## Start

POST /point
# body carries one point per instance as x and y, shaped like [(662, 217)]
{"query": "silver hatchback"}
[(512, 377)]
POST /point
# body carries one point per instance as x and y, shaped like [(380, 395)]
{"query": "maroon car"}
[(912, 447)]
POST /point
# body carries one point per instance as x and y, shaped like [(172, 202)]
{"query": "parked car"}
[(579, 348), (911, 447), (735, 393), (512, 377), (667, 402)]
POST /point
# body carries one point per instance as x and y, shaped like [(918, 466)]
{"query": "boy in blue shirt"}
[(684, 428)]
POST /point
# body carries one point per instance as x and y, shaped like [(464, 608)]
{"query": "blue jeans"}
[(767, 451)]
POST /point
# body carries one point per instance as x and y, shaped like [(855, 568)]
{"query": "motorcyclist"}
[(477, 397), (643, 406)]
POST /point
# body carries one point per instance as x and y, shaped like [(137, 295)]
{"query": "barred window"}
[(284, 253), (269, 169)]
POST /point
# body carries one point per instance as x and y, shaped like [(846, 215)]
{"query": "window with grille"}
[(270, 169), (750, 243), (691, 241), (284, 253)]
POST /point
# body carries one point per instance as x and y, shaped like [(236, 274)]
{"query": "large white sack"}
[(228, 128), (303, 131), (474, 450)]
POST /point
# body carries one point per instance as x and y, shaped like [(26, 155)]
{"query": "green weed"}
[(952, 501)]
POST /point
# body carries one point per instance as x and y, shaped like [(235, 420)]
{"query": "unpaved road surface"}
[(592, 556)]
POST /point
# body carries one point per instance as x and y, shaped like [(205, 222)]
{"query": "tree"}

## End
## Start

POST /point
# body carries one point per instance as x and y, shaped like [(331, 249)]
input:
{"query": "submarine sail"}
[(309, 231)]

## End
## Start

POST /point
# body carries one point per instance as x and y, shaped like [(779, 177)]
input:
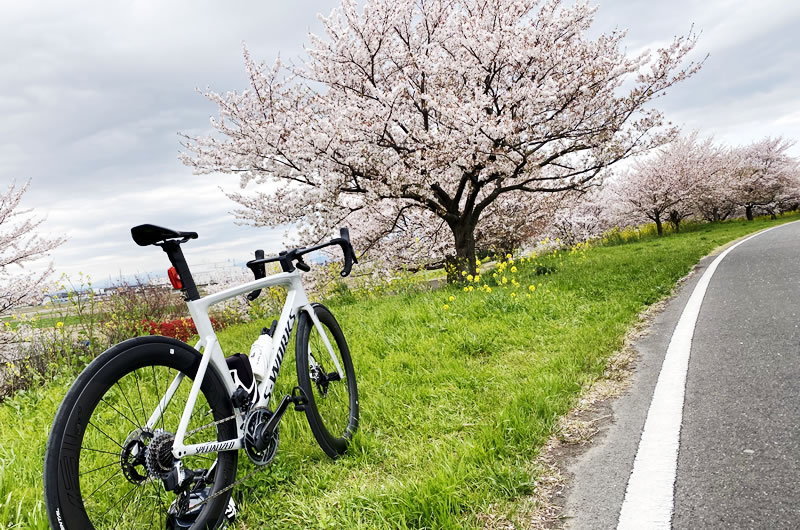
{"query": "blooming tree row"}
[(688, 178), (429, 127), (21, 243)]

## End

Exercise brief - Locate every line above that contains the string "window" and copy each of those lines out in full. Case matters.

Written response -
{"query": "barred window"}
{"query": "window with grille"}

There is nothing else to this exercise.